-- BEGIN --
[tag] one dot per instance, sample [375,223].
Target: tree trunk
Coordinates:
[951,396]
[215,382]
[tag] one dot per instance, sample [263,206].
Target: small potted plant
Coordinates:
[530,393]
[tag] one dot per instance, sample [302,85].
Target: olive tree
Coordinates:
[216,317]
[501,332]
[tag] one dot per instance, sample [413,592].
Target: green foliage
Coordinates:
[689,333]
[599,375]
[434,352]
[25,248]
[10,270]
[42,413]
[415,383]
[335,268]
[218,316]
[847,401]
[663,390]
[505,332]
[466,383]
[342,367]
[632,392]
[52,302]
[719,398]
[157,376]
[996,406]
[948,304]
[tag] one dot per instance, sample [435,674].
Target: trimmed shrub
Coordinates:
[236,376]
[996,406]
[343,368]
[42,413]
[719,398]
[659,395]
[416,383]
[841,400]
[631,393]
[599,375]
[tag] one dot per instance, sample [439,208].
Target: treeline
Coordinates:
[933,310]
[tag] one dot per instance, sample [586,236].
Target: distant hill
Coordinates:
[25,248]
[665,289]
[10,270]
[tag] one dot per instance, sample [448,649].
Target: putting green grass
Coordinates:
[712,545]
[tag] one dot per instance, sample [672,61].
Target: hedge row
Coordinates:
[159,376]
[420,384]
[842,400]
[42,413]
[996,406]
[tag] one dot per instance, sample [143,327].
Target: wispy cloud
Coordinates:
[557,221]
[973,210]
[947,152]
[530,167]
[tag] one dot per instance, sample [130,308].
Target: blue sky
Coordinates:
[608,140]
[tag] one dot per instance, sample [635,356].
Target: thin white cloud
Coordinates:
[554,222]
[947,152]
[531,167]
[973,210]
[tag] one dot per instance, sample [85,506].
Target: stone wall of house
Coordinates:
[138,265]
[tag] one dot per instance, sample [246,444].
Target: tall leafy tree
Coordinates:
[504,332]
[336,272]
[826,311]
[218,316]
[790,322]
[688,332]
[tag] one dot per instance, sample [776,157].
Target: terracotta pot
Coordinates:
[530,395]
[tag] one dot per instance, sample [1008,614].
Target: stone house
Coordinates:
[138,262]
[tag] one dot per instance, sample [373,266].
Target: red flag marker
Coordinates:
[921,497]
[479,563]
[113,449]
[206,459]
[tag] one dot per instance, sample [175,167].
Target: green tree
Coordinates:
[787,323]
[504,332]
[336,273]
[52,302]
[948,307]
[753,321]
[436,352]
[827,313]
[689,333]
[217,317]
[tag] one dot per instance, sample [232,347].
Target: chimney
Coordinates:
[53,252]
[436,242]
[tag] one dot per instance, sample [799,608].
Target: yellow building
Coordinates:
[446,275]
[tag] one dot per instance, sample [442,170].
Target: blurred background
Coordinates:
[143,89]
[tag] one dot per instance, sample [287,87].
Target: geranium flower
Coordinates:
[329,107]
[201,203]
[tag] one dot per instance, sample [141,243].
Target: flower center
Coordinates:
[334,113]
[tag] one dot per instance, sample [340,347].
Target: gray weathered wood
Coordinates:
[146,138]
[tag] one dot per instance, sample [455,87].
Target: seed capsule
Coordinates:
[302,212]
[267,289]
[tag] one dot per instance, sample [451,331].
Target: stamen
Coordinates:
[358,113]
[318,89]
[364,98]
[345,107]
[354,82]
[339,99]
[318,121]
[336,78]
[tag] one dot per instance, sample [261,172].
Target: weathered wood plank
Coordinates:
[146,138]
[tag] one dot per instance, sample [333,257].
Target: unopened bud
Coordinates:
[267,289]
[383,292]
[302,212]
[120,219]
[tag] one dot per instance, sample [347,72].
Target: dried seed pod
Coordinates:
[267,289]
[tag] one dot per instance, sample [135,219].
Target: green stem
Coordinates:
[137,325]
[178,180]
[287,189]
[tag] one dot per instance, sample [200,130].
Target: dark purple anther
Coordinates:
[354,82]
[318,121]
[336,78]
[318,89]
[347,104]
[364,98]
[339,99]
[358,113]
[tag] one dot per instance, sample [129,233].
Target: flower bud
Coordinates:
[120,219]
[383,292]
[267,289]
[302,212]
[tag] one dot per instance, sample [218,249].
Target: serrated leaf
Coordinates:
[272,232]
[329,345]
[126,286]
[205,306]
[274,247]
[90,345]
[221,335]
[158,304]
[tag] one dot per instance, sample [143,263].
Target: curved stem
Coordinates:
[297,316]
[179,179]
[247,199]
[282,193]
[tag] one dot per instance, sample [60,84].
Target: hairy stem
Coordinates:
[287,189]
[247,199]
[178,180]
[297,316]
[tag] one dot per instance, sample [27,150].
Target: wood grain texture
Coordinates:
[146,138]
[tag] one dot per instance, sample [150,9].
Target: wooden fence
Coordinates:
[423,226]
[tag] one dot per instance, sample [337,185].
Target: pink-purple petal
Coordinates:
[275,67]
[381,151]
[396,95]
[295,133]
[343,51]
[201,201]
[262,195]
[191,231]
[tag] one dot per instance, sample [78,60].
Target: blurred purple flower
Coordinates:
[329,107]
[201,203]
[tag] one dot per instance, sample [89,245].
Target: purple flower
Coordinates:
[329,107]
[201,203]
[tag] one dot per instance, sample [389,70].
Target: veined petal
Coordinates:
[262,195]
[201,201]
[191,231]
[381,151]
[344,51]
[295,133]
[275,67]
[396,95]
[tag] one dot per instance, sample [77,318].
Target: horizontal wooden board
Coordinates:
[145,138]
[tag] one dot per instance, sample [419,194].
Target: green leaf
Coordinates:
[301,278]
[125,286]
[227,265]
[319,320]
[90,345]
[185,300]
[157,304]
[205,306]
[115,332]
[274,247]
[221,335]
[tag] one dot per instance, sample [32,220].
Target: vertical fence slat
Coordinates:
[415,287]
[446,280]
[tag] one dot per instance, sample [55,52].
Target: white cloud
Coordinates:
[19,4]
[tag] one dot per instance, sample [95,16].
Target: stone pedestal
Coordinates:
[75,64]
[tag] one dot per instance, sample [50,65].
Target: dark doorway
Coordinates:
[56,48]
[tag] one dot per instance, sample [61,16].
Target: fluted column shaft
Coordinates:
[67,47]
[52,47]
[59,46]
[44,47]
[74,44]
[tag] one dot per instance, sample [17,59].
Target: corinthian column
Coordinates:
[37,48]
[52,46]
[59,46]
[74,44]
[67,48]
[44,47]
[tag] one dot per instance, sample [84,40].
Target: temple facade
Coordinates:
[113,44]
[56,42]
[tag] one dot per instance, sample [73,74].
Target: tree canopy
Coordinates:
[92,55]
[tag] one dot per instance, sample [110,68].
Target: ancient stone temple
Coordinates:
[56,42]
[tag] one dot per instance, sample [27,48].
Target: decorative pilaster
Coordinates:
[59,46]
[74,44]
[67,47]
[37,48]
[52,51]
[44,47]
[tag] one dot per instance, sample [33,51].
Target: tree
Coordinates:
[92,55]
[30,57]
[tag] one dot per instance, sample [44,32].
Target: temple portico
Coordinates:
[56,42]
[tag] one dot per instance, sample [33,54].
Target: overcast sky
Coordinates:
-- END --
-- BEGIN --
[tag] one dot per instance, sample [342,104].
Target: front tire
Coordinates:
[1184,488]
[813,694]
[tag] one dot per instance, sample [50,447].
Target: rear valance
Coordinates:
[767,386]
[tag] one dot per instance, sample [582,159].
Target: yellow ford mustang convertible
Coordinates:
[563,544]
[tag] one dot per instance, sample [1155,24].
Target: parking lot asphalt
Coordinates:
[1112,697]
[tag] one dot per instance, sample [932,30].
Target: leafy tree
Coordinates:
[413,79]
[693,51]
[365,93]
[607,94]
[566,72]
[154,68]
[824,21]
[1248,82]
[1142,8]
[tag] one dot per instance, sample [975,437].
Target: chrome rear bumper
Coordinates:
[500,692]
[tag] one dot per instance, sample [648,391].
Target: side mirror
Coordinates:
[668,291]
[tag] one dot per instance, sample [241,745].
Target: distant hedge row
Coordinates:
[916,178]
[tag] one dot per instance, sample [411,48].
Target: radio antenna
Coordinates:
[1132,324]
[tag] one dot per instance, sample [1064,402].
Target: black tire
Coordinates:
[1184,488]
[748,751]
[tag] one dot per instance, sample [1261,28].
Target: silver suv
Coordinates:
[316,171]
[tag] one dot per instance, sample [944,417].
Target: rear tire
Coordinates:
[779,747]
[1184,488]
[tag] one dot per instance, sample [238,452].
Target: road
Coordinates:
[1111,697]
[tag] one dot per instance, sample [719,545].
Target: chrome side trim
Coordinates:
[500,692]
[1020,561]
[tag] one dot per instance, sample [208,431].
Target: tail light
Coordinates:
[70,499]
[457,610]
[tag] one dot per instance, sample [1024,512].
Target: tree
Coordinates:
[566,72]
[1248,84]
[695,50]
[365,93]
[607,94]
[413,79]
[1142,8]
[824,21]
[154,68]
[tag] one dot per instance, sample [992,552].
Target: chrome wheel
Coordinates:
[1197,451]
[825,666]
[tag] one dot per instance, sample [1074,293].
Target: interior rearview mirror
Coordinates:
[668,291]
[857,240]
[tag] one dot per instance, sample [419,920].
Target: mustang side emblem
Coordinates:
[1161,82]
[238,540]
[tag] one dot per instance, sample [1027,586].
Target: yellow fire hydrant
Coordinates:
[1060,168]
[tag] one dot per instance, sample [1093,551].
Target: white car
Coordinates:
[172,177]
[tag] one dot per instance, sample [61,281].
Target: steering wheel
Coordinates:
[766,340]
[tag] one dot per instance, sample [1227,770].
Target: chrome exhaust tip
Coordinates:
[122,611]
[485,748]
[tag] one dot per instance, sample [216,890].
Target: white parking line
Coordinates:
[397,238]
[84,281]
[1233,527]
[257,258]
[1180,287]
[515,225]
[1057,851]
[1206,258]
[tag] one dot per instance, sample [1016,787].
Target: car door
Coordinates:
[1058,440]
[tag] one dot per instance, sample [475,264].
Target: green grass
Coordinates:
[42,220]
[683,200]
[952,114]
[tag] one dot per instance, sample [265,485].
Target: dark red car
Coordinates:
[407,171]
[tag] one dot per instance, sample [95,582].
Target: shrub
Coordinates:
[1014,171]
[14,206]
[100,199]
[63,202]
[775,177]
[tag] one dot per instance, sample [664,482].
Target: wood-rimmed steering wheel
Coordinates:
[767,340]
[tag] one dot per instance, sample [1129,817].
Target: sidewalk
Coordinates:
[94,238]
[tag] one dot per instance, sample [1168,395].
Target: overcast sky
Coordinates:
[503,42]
-- END --
◆ **Exercise prompt**: List every line of the rows in both blocks that contains the string "purple".

◆ **Response for this exercise**:
Target: dark purple anther
Target: pink-purple petal
Target: blurred purple flower
Target: purple flower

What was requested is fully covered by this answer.